Pick out every line in the items below that contains the string "painting", and copy each of those lines in full.

• _Data section_
• • • • •
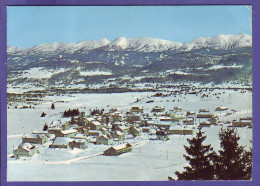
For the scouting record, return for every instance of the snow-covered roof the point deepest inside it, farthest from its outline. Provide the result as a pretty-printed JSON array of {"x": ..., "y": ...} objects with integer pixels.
[
  {"x": 122, "y": 127},
  {"x": 69, "y": 131},
  {"x": 96, "y": 123},
  {"x": 119, "y": 133},
  {"x": 26, "y": 146},
  {"x": 34, "y": 135},
  {"x": 62, "y": 141},
  {"x": 118, "y": 147},
  {"x": 90, "y": 119}
]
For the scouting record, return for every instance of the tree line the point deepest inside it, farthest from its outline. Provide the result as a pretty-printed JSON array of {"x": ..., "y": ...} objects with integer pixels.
[{"x": 231, "y": 162}]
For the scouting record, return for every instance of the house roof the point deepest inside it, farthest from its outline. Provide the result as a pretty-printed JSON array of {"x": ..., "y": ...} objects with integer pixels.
[
  {"x": 34, "y": 136},
  {"x": 122, "y": 127},
  {"x": 119, "y": 133},
  {"x": 118, "y": 147},
  {"x": 62, "y": 141},
  {"x": 26, "y": 146},
  {"x": 69, "y": 131},
  {"x": 96, "y": 123}
]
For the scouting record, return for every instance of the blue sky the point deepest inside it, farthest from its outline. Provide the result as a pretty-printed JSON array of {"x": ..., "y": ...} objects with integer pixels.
[{"x": 33, "y": 25}]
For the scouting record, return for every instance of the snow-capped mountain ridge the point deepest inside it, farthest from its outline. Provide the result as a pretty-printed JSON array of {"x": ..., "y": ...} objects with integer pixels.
[{"x": 141, "y": 44}]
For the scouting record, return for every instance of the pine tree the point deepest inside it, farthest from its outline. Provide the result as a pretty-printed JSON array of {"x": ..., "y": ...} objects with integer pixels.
[
  {"x": 233, "y": 161},
  {"x": 43, "y": 114},
  {"x": 52, "y": 106},
  {"x": 45, "y": 128},
  {"x": 200, "y": 158}
]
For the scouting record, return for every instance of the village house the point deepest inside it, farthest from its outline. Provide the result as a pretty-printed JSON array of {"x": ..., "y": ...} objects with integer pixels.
[
  {"x": 137, "y": 109},
  {"x": 25, "y": 150},
  {"x": 105, "y": 140},
  {"x": 203, "y": 110},
  {"x": 42, "y": 132},
  {"x": 117, "y": 135},
  {"x": 163, "y": 125},
  {"x": 78, "y": 143},
  {"x": 122, "y": 129},
  {"x": 67, "y": 133},
  {"x": 135, "y": 132},
  {"x": 205, "y": 124},
  {"x": 177, "y": 109},
  {"x": 188, "y": 121},
  {"x": 61, "y": 142},
  {"x": 146, "y": 129},
  {"x": 242, "y": 123},
  {"x": 65, "y": 126},
  {"x": 35, "y": 138},
  {"x": 104, "y": 130},
  {"x": 205, "y": 115},
  {"x": 131, "y": 118},
  {"x": 54, "y": 130},
  {"x": 158, "y": 109},
  {"x": 117, "y": 150},
  {"x": 94, "y": 133},
  {"x": 161, "y": 135},
  {"x": 94, "y": 125},
  {"x": 114, "y": 117},
  {"x": 221, "y": 108}
]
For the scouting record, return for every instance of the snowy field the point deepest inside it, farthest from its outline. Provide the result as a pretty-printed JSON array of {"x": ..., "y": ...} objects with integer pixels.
[{"x": 151, "y": 160}]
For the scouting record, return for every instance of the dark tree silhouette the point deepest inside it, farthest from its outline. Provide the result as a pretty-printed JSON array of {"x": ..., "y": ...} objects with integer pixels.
[
  {"x": 200, "y": 159},
  {"x": 233, "y": 161},
  {"x": 45, "y": 128},
  {"x": 43, "y": 114},
  {"x": 52, "y": 106}
]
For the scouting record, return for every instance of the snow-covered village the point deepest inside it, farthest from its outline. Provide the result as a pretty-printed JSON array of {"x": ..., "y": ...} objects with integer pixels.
[{"x": 135, "y": 96}]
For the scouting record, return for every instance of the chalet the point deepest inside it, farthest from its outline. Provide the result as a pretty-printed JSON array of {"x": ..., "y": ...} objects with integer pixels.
[
  {"x": 135, "y": 132},
  {"x": 242, "y": 123},
  {"x": 137, "y": 109},
  {"x": 203, "y": 110},
  {"x": 94, "y": 125},
  {"x": 122, "y": 129},
  {"x": 205, "y": 124},
  {"x": 221, "y": 108},
  {"x": 188, "y": 121},
  {"x": 104, "y": 130},
  {"x": 105, "y": 140},
  {"x": 161, "y": 135},
  {"x": 65, "y": 126},
  {"x": 213, "y": 121},
  {"x": 177, "y": 109},
  {"x": 94, "y": 133},
  {"x": 25, "y": 150},
  {"x": 165, "y": 119},
  {"x": 118, "y": 135},
  {"x": 54, "y": 130},
  {"x": 205, "y": 115},
  {"x": 114, "y": 117},
  {"x": 117, "y": 150},
  {"x": 42, "y": 132},
  {"x": 162, "y": 125},
  {"x": 158, "y": 109},
  {"x": 187, "y": 131},
  {"x": 78, "y": 143},
  {"x": 67, "y": 133},
  {"x": 61, "y": 142},
  {"x": 146, "y": 129},
  {"x": 176, "y": 130},
  {"x": 131, "y": 118},
  {"x": 35, "y": 138}
]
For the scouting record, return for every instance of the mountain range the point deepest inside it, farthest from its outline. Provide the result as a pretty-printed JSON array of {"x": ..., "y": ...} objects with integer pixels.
[
  {"x": 224, "y": 58},
  {"x": 141, "y": 44}
]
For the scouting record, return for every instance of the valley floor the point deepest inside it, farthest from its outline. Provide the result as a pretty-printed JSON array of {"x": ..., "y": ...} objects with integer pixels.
[{"x": 151, "y": 160}]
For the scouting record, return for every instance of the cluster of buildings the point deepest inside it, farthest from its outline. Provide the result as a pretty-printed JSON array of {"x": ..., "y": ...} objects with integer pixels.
[{"x": 116, "y": 127}]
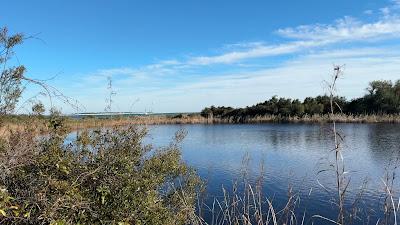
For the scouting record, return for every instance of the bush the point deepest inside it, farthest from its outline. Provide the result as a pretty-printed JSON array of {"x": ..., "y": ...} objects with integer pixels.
[{"x": 104, "y": 177}]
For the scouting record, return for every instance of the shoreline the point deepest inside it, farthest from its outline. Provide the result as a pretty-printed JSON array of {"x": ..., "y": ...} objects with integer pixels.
[
  {"x": 197, "y": 119},
  {"x": 39, "y": 124}
]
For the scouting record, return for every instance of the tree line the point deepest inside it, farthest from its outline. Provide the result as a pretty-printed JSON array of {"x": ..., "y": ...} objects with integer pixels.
[{"x": 382, "y": 97}]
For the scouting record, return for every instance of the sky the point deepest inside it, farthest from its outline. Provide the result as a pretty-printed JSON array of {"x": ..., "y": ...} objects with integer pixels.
[{"x": 181, "y": 56}]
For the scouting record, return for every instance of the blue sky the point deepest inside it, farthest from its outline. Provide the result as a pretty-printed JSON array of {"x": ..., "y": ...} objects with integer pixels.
[{"x": 175, "y": 56}]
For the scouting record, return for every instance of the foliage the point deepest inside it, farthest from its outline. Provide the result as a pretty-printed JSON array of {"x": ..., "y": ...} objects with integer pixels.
[
  {"x": 10, "y": 77},
  {"x": 383, "y": 97},
  {"x": 105, "y": 176},
  {"x": 38, "y": 109}
]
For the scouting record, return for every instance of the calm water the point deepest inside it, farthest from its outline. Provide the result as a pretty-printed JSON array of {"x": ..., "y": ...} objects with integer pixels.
[{"x": 291, "y": 155}]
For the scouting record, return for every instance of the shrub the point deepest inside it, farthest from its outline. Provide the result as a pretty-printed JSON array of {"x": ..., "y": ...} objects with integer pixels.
[{"x": 104, "y": 177}]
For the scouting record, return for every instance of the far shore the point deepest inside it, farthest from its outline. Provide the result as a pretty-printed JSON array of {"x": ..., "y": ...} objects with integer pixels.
[{"x": 15, "y": 123}]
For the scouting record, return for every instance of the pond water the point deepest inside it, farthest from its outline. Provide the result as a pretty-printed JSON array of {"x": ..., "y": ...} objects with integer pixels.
[{"x": 291, "y": 155}]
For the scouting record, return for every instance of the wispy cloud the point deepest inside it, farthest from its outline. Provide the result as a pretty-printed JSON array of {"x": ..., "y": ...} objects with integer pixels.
[{"x": 191, "y": 83}]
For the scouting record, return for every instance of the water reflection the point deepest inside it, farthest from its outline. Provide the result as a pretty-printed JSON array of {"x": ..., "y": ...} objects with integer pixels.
[{"x": 292, "y": 154}]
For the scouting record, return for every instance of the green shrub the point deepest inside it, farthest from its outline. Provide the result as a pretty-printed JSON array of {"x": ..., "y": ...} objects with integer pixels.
[{"x": 104, "y": 177}]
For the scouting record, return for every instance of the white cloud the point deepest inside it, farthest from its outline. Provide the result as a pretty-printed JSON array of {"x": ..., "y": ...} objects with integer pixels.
[{"x": 316, "y": 48}]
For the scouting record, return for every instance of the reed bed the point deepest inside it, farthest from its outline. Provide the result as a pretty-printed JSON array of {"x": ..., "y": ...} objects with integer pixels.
[{"x": 197, "y": 119}]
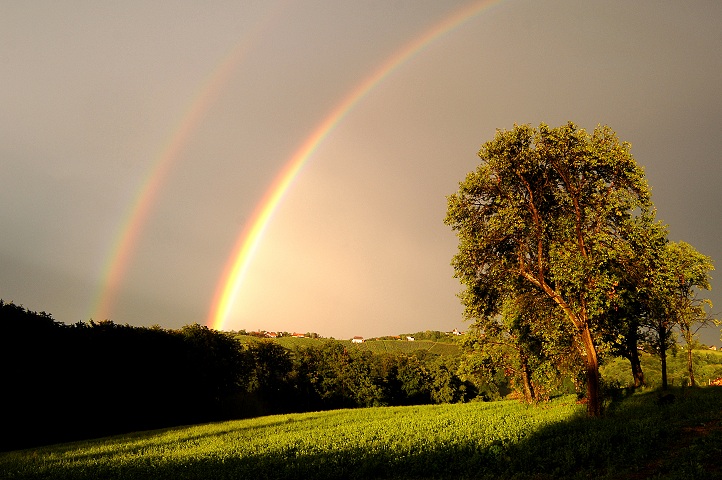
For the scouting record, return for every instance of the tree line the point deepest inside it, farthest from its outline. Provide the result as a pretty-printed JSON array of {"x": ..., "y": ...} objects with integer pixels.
[
  {"x": 563, "y": 261},
  {"x": 65, "y": 382}
]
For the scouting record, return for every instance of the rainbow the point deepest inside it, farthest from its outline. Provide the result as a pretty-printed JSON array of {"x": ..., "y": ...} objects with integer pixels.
[
  {"x": 136, "y": 216},
  {"x": 251, "y": 236}
]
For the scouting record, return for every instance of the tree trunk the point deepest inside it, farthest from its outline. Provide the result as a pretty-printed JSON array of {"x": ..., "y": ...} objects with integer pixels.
[
  {"x": 637, "y": 373},
  {"x": 594, "y": 408},
  {"x": 663, "y": 357},
  {"x": 526, "y": 378}
]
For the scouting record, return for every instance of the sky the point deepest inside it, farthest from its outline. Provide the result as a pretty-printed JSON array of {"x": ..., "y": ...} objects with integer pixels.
[{"x": 284, "y": 165}]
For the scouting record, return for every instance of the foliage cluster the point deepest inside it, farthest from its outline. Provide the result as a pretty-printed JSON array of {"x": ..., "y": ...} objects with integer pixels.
[
  {"x": 707, "y": 365},
  {"x": 504, "y": 439},
  {"x": 67, "y": 382},
  {"x": 563, "y": 260}
]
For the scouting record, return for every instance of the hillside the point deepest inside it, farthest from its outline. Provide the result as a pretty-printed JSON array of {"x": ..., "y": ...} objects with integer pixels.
[
  {"x": 638, "y": 438},
  {"x": 448, "y": 348}
]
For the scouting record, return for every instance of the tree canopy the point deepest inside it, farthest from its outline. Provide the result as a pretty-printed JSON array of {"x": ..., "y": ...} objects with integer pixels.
[{"x": 550, "y": 212}]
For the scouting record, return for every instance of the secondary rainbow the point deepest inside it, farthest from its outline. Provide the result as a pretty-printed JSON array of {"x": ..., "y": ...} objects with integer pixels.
[
  {"x": 137, "y": 214},
  {"x": 251, "y": 236}
]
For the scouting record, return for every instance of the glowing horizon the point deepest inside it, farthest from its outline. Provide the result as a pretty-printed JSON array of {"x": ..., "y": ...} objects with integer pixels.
[{"x": 247, "y": 242}]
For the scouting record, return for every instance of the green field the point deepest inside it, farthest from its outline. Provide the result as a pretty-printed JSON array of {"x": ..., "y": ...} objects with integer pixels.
[
  {"x": 375, "y": 346},
  {"x": 477, "y": 440}
]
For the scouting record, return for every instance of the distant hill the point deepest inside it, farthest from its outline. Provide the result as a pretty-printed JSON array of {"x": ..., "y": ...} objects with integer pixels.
[{"x": 445, "y": 348}]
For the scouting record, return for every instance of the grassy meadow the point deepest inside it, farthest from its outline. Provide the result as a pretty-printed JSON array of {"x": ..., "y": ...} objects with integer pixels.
[
  {"x": 639, "y": 436},
  {"x": 374, "y": 346}
]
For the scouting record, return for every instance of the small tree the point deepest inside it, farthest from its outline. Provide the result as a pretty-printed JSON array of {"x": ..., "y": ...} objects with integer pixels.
[
  {"x": 550, "y": 209},
  {"x": 685, "y": 272}
]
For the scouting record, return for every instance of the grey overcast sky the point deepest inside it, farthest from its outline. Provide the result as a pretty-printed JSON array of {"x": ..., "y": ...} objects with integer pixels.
[{"x": 94, "y": 96}]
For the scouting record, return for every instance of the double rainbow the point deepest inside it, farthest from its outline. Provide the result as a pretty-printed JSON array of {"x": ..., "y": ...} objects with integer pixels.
[{"x": 250, "y": 237}]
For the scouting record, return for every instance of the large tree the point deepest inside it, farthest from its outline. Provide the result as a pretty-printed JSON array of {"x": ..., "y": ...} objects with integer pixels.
[{"x": 550, "y": 209}]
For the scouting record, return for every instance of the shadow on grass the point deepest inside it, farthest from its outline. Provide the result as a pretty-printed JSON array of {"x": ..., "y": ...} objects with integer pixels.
[{"x": 636, "y": 439}]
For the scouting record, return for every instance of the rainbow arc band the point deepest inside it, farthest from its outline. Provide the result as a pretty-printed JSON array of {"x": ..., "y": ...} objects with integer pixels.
[{"x": 251, "y": 236}]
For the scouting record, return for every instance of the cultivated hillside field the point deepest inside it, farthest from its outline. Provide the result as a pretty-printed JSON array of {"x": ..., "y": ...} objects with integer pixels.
[
  {"x": 376, "y": 346},
  {"x": 640, "y": 436}
]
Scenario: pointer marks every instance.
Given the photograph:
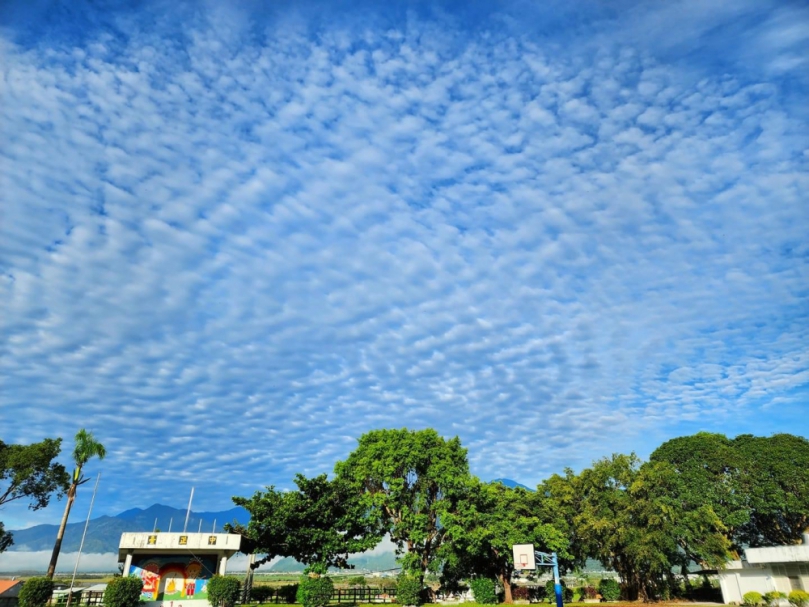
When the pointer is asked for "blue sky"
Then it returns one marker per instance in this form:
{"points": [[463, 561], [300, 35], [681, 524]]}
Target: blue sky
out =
{"points": [[233, 239]]}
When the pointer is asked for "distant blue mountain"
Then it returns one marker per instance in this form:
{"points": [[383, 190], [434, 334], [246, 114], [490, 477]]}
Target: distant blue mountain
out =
{"points": [[104, 532], [510, 483]]}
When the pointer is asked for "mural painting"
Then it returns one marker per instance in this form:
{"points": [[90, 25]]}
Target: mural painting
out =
{"points": [[173, 577]]}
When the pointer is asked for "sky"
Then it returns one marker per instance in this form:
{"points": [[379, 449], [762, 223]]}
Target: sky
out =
{"points": [[236, 236]]}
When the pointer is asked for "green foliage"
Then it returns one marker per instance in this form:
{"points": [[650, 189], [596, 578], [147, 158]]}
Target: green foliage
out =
{"points": [[777, 487], [609, 589], [319, 524], [28, 472], [488, 520], [408, 480], [36, 592], [315, 590], [550, 592], [287, 593], [484, 590], [260, 594], [356, 580], [123, 592], [408, 590], [223, 590], [85, 447]]}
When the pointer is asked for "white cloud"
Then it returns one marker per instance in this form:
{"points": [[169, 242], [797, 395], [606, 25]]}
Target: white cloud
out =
{"points": [[230, 259]]}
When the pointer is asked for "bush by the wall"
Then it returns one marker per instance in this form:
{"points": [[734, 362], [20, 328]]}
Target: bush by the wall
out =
{"points": [[609, 589], [260, 594], [550, 592], [36, 592], [223, 590], [484, 590], [315, 591], [799, 598], [287, 593], [408, 590], [123, 592]]}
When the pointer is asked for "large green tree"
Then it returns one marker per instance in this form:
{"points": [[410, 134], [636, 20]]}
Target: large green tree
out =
{"points": [[85, 448], [777, 486], [28, 472], [485, 525], [318, 525], [633, 518], [408, 480], [712, 471]]}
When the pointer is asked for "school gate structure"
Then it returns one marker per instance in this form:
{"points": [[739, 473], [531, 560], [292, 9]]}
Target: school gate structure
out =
{"points": [[175, 567]]}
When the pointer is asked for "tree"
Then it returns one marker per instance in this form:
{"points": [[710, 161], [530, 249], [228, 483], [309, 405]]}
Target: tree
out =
• • • • •
• _Task answer_
When the pointer is asked for "mural painting"
Target: mural painting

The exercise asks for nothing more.